_AIM OF THE EXERCISE:_ Of the entries below, restate word for word only the section that runs from the line with "Target: second car headlight" to the line with "Write each point like <point>464,26</point>.", counting both ends.

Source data
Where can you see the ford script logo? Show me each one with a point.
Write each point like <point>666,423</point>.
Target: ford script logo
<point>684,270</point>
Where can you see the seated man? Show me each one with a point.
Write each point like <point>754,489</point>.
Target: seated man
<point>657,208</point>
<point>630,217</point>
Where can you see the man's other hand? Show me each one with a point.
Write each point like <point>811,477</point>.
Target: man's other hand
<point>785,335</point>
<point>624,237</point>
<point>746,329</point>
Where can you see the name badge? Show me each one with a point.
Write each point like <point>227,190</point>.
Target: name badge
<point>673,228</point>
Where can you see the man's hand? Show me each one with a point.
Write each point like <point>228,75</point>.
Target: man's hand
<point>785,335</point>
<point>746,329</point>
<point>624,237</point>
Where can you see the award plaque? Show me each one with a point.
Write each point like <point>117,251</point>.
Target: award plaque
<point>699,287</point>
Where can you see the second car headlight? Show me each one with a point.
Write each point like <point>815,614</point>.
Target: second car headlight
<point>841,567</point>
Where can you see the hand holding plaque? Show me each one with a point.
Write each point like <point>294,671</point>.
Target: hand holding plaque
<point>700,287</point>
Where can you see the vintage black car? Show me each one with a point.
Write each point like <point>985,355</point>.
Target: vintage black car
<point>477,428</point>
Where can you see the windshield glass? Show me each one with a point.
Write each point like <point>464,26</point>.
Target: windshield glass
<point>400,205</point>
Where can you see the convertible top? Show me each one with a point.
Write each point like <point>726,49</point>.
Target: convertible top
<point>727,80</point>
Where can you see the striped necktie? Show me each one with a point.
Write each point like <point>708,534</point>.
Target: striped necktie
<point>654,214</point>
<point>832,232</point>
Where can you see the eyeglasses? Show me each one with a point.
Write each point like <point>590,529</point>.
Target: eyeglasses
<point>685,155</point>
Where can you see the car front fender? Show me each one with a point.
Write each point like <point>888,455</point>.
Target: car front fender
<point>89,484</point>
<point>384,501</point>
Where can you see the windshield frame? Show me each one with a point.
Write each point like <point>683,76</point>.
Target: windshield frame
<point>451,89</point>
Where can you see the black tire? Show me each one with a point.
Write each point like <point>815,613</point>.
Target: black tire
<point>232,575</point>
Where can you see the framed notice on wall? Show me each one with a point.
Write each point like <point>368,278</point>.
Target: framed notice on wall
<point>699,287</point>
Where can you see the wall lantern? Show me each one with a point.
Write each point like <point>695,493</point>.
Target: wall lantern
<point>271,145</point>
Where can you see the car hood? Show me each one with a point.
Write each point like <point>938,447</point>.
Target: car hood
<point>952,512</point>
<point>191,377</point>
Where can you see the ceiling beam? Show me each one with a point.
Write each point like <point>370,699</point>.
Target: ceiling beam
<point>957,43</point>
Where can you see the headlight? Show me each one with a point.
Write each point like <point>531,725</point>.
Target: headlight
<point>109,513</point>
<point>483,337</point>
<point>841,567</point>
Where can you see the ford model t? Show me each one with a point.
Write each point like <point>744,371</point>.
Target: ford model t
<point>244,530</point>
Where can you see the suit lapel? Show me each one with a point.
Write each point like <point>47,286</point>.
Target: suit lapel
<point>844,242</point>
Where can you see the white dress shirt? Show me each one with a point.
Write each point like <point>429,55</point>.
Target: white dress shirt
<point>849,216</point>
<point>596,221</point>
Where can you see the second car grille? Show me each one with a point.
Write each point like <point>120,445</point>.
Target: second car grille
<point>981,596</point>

_SOLUTION FOR THIS TASK:_
Target: second car headlight
<point>841,567</point>
Where can you see the hand holding plaque? Show me each one with a point.
Write each point like <point>294,671</point>.
Target: hand holding plaque
<point>700,287</point>
Where can you see the vintage black car? Show me each one with a point.
Write each point like <point>985,355</point>.
Target: vintage black car
<point>477,428</point>
Where can you see the windshield glass? Show me each one with a point.
Write each point like <point>464,26</point>.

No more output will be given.